> [ТЕКСТ ДЛЯ ЧТЕНИЯ]:

И тогда, театральный человек, Мухтар Ауэзов решил сыграть с постановщиками спектакля в их же игру, только в своей стилистике. Он сильно, даже отчаянно рисковал. Замысел могла, более того, должна была распознать власть, кто поручится, что актеру-мистификатору не воздастся полной мерой? И, напротив, доверчивая публика, на которую тот же замысел был рассчитан никак не в меньшей степени, все способна принять за чистую монету, и в этом случае трещит по швам репутация. Но у него просто не было другого выхода.
Вы хотите покаяния? Извольте — вот оно, крик души, можно сказать. Автор «Заявления» безбожно и совершенно сознательно переигрывает — таков рисунок роли, который он сам себе придумал. Ведь даже язык этого документа, сохраненный здесь в кристальной своей чистоте, — какая-то невероятная абракадабра, просто набор заданных слов. Рвется в клочья страсть, все больше напрягаются голосовые связки, карикатурно наплывают повторы, вся конструкция держится на одном ключевом слове — национализм. Торжествует эстетика плаката.
Из таких опасных приключений без потерь выйти невозможно, и потери воспоследовали. И все-таки неизбежная эта игра свеч стоила. Не сыграв в нее, Мухтар Ауэзов не выполнил бы главного дела своей жизни.
Скорее всего, те, кто в обмен на «Заявление» от 20 мая через два дня выдали справку — «дана настоящая Ауэзову Мухтару в том, что он содержался под стражей при ПП ОГПУ в КазССР и из-под стражи освобожден как осужденный условно к заключению в к/л сроком на три года, считая с 8.10.30», — поняли все же, что с ними играют, что покаяние столь же условно, сколь и заключение, но сделали вид, что все в порядке. В конце концов, им не кровь писателя была нужна, им нужно было провести мероприятие и доложить о том наверх. Что и было сделано.
Ну а зрительный зал, то есть многотысячная читательская аудитория писателя Мухтара Ауэзова и вовсе оказалась на высоте: большинство тоже распознало игру, кто-то раньше, кто-то позже. Недаром тысячи со временем превратились в миллионы.
Увы, сам о том не ведая, Ауэзов инстинктивно вырабатывал некую модель поведения художника в условиях режима тотальной несвободы.
С рельефной четкостью она проступает, скажем, в душевном опыте гениального Шостаковича. После публикации статьи в «Правде», которая, помимо всего прочего, оглушила всех своей внезапностью — ожидался как раз триумф нового сочинения молодого композитора — Шостаковича, явно с подачи Сталина, пригласил на беседу председатель Комитета по делам искусств Платон Керженцев. И наряду с другими задал следующий вопрос: вполне ли он согласен с критикой в свой адрес, прозвучавшей на страницах «Правды»? И Шостакович ответил так: большую часть признаю, «но всего еще не осознал».

> [СТРОКИ ДАННЫХ]:
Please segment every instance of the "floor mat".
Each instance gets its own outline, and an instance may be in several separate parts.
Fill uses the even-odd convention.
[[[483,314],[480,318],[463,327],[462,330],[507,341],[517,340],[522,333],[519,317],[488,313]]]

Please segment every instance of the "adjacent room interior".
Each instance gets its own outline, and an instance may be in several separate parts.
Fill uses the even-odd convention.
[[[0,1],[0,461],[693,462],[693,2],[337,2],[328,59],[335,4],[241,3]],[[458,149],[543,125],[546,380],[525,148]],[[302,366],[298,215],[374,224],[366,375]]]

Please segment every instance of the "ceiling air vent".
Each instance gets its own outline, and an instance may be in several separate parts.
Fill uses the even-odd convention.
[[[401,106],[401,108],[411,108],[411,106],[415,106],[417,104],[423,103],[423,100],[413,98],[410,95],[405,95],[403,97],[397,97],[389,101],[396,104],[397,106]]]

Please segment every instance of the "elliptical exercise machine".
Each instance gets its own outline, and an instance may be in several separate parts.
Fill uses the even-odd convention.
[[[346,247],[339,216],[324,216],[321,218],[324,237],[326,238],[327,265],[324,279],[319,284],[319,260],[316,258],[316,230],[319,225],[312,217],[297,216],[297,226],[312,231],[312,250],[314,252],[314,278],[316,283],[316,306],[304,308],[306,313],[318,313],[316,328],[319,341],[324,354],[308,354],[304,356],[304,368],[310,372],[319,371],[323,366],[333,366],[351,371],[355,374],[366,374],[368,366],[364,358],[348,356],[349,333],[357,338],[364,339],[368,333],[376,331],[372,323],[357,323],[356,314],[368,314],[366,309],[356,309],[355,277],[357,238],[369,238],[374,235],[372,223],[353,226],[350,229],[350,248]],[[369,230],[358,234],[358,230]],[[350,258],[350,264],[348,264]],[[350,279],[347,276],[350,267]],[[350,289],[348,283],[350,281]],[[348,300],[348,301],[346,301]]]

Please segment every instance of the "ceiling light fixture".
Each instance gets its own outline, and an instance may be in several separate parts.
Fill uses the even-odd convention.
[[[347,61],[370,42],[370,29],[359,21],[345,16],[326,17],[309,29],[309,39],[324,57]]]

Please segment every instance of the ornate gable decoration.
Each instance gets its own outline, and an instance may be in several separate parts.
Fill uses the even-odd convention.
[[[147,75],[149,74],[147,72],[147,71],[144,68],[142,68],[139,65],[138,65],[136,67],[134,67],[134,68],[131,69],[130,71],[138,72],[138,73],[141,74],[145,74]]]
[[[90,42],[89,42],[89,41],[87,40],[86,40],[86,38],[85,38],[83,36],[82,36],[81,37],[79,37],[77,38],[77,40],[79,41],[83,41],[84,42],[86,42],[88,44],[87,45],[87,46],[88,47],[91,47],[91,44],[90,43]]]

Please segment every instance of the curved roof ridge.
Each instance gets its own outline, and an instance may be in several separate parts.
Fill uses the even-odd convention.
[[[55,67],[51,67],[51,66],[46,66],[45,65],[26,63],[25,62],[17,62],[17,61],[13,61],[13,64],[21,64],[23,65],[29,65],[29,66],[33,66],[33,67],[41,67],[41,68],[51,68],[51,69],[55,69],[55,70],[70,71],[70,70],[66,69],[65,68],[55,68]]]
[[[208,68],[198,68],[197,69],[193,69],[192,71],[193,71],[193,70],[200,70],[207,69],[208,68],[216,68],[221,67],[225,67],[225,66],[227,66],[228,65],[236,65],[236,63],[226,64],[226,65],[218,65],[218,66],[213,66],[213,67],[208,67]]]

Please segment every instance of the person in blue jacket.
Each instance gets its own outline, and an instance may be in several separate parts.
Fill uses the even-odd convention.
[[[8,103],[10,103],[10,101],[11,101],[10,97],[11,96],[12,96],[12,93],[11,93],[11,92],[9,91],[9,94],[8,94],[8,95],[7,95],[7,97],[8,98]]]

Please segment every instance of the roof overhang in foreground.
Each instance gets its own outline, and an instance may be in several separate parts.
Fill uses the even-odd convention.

> [ЗАДАНИЯ]:
[1] Кто, согласно тексту для чтения, пригласил Шостаковича на беседу после публикации статьи в «Правде»?
[2] Определите, соответствуют ли тексту для чтения следующие утверждения: (а) справку Ауэзову выдали через два дня после «Заявления»; (б) Ауэзова осудили условно на пять лет; (в) от нового сочинения Шостаковича ожидали провала. Для каждого утверждения ответьте «да» или «нет» и приведите решающие слова текста.

> [ОТВЕТЫ]:
[1] Председатель Комитета по делам искусств Платон Керженцев.

[2]
(а) Да: «через два дня выдали справку».
(б) Нет: «осужденный условно к заключению в к/л сроком на три года».
(в) Нет: «ожидался как раз триумф нового сочинения молодого композитора».